List every line in the records below that contains the string "horse". Matching is case-sensitive.

» **Data extract**:
▬▬▬▬▬▬

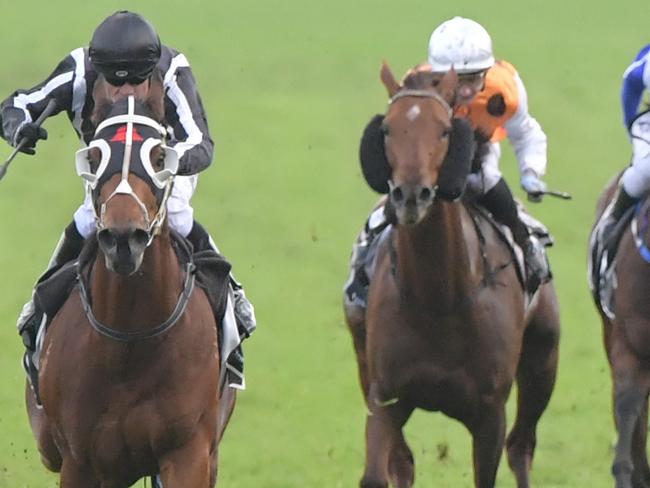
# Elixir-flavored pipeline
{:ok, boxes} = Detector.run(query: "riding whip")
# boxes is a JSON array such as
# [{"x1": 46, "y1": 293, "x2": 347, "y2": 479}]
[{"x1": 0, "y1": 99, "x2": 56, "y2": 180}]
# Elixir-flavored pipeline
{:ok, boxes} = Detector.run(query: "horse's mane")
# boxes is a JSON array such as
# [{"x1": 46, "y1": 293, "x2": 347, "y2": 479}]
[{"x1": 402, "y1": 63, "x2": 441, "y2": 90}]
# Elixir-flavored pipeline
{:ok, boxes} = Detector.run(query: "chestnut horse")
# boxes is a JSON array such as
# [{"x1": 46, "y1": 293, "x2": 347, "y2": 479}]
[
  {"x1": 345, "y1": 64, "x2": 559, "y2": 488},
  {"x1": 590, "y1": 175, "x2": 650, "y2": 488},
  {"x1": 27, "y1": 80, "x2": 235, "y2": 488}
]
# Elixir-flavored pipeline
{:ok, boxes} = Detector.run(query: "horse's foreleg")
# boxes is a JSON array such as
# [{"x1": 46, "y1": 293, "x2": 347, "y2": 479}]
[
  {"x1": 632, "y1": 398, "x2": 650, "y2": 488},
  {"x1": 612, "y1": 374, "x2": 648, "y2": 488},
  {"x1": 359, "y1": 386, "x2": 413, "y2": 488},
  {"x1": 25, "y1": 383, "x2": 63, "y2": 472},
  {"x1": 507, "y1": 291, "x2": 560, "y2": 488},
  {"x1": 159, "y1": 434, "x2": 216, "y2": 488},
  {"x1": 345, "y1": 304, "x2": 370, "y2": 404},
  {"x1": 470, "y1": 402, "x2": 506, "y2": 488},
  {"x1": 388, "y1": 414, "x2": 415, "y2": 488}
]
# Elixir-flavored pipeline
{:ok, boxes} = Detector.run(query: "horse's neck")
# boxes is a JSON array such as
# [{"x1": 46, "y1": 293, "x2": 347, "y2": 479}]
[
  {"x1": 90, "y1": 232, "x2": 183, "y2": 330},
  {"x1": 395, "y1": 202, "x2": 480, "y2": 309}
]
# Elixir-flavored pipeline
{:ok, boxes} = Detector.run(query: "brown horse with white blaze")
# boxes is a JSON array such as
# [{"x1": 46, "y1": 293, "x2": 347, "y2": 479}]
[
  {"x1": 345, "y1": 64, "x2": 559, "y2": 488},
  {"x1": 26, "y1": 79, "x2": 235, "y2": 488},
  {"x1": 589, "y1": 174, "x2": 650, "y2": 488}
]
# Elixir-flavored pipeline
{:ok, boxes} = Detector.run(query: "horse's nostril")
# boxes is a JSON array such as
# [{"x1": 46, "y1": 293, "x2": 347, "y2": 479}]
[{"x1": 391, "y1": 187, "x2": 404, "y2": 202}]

▬▬▬▬▬▬

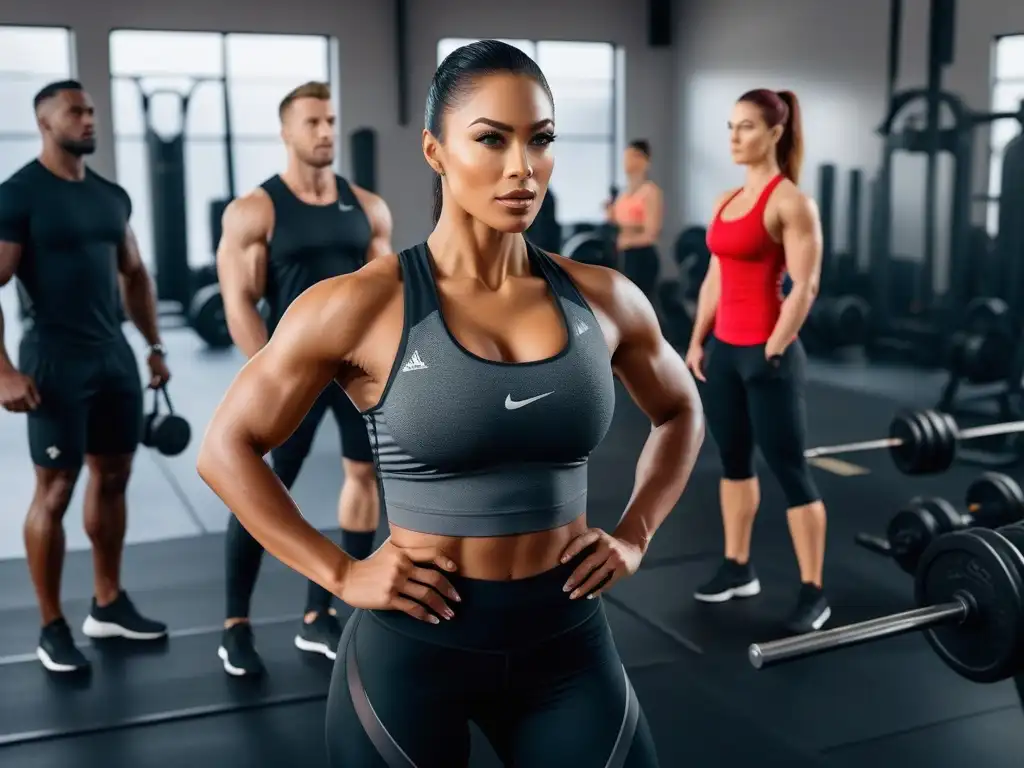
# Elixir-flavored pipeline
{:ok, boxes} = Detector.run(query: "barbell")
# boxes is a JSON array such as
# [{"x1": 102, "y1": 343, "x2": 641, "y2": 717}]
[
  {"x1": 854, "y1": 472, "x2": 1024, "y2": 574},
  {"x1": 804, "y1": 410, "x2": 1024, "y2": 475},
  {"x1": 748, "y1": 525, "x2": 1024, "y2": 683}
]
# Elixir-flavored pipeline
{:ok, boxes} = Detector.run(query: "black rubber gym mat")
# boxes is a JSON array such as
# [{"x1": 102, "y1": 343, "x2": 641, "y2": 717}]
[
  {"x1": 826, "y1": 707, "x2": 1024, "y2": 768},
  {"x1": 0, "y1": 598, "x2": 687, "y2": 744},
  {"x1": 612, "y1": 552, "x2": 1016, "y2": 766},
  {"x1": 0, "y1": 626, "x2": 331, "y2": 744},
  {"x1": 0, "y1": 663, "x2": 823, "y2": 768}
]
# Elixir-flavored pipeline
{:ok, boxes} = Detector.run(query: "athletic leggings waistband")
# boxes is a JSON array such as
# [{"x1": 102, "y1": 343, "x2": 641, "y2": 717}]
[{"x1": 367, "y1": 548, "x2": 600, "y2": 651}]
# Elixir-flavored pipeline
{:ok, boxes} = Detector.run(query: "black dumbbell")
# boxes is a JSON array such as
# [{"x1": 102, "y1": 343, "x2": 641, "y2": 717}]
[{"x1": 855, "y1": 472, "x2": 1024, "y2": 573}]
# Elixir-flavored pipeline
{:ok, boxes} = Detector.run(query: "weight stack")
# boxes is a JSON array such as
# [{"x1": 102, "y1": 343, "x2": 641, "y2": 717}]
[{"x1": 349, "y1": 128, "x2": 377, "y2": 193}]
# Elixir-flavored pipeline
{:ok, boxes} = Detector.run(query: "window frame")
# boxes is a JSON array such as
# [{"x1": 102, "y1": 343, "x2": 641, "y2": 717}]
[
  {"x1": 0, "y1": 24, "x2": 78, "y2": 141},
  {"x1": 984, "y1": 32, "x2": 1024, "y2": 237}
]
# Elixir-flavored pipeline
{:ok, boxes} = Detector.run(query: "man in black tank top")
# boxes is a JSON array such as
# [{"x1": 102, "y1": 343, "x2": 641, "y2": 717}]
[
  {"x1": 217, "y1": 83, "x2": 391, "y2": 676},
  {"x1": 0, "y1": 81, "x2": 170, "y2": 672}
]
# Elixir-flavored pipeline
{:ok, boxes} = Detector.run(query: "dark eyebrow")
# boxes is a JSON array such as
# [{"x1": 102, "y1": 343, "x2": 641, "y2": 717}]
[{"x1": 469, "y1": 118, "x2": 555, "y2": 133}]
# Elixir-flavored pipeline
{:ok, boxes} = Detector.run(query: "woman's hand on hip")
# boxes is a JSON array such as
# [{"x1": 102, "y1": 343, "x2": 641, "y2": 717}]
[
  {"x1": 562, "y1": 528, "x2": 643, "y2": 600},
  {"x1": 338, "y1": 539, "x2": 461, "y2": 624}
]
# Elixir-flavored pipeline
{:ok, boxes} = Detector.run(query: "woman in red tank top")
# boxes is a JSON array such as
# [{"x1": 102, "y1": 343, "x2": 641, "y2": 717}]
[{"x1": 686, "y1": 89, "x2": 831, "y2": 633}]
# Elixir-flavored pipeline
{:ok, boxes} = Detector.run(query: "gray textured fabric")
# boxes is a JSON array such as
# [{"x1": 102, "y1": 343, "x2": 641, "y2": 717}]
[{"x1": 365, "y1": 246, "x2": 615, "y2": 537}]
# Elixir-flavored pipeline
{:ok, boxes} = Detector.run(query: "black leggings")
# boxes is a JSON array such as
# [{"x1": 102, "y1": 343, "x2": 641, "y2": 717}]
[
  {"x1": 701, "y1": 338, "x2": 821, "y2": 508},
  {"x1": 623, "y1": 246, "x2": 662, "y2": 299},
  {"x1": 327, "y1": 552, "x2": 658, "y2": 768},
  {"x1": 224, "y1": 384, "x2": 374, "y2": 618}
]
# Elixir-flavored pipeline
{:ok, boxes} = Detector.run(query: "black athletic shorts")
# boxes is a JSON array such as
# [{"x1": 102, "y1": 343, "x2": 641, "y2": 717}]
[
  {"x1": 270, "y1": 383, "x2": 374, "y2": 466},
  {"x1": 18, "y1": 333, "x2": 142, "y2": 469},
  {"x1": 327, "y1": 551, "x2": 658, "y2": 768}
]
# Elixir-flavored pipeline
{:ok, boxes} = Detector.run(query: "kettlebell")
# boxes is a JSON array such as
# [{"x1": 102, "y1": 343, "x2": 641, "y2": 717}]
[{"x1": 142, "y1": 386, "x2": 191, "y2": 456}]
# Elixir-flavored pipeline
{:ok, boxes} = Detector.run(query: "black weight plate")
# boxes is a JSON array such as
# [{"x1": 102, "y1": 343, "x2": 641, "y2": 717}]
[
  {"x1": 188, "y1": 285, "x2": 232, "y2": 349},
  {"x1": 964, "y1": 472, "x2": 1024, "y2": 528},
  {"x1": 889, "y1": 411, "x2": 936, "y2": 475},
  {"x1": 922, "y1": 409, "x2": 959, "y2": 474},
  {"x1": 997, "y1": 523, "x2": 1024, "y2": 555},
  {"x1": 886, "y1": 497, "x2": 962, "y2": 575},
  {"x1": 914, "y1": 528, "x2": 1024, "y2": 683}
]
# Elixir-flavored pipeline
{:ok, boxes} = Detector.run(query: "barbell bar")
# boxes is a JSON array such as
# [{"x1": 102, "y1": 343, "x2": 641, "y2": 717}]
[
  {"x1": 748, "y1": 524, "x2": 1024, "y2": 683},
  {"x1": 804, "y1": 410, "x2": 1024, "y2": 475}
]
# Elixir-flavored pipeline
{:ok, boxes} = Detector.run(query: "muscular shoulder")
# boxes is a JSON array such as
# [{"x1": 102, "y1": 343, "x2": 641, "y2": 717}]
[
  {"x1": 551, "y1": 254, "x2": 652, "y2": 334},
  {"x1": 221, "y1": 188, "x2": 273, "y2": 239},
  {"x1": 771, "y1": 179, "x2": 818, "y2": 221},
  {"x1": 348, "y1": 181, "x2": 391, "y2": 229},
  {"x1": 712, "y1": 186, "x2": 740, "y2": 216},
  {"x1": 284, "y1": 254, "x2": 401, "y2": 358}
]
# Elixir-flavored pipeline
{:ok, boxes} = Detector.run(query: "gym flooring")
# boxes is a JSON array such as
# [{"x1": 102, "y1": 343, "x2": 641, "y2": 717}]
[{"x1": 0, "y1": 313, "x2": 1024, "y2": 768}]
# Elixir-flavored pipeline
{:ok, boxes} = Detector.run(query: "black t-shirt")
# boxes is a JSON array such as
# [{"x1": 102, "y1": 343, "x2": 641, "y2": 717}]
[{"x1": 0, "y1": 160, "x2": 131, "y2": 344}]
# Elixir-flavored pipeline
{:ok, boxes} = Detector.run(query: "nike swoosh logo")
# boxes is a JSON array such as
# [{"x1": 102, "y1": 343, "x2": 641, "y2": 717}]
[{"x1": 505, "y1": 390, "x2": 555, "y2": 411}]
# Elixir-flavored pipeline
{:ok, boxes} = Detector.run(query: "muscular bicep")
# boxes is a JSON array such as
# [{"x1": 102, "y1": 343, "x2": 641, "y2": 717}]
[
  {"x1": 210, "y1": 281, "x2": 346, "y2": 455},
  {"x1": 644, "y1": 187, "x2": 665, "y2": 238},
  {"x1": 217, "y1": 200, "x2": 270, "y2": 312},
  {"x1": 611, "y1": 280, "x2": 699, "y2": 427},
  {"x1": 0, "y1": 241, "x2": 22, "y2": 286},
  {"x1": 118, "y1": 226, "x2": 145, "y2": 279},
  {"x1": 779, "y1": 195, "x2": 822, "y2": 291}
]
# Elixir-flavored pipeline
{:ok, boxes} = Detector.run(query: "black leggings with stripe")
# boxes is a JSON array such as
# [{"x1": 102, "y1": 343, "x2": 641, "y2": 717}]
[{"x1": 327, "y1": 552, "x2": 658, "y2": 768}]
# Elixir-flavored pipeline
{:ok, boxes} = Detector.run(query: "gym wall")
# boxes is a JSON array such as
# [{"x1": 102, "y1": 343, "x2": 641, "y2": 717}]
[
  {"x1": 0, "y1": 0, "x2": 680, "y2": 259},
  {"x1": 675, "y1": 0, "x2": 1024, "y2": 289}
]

▬▬▬▬▬▬

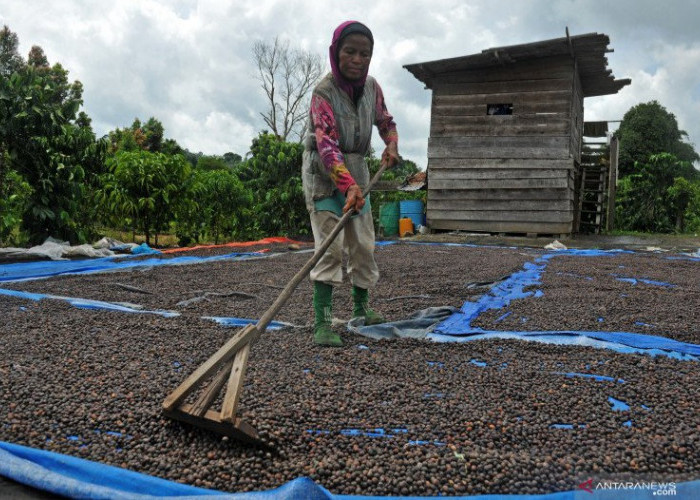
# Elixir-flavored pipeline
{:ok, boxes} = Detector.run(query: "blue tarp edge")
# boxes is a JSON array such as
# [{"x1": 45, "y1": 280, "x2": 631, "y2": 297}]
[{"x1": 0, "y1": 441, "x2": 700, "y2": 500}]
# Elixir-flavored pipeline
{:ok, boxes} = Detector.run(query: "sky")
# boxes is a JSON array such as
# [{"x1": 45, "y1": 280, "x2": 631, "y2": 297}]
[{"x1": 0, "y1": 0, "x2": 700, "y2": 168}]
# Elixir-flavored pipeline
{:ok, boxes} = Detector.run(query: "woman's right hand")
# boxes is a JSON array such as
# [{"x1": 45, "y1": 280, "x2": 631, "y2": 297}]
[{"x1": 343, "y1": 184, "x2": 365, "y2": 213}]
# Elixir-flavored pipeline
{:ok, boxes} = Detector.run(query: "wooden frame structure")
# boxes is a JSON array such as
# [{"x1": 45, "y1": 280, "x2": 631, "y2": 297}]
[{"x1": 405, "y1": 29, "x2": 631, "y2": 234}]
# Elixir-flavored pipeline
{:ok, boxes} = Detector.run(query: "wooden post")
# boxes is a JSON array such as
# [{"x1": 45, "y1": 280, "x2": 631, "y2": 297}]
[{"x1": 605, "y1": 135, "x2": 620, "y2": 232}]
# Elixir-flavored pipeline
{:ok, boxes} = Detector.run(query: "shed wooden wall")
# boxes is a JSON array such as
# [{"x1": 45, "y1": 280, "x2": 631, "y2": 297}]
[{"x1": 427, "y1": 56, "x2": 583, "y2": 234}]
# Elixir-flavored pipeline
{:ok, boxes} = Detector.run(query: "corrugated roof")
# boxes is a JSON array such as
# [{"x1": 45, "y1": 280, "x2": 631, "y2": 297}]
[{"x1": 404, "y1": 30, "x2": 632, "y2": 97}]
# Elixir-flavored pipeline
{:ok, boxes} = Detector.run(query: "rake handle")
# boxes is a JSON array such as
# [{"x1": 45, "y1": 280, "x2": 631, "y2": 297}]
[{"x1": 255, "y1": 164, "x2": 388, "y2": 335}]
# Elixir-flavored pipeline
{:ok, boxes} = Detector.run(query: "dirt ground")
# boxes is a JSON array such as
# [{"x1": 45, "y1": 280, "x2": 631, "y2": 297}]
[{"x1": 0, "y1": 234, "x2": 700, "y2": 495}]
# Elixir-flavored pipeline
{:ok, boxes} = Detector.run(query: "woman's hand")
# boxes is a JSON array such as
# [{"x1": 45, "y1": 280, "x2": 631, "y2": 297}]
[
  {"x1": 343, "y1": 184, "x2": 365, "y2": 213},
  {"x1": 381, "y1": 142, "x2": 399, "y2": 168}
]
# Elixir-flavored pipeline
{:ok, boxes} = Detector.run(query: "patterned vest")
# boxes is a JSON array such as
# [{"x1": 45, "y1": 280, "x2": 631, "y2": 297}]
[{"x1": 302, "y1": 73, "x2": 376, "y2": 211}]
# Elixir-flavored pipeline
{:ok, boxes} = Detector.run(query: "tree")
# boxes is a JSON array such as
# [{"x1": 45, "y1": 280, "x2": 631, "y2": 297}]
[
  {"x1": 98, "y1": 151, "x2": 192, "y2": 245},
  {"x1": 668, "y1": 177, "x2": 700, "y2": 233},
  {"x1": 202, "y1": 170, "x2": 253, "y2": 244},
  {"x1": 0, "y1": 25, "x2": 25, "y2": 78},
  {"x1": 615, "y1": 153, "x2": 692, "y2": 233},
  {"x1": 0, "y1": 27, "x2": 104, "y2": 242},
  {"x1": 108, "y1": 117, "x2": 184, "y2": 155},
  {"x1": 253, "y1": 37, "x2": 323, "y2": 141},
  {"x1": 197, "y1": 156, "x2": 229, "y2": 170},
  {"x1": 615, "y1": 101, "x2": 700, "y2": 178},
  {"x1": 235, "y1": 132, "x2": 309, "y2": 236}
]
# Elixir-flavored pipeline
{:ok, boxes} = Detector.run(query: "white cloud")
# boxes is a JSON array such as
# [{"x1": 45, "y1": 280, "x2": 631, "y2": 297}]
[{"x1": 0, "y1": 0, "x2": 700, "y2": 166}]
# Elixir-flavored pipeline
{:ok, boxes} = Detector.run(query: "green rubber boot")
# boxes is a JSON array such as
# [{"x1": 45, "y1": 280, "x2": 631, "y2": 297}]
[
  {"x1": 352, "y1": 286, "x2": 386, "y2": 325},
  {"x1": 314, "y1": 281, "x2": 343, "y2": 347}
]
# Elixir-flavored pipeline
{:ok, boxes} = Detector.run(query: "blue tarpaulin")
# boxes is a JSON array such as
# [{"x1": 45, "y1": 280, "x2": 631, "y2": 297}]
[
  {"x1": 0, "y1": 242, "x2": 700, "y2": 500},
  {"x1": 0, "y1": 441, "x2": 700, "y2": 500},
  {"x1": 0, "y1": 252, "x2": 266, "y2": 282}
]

▬▬▬▬▬▬

» **In response**:
{:ok, boxes} = Detector.run(query: "horse's mane")
{:ok, boxes} = Detector.run(query: "chestnut horse")
{:ok, boxes} = Detector.run(query: "horse's foreleg")
{:ok, boxes} = Detector.run(query: "horse's neck")
{:ok, boxes} = Detector.run(query: "brown horse with white blaze")
{:ok, boxes} = Detector.run(query: "horse's nostril")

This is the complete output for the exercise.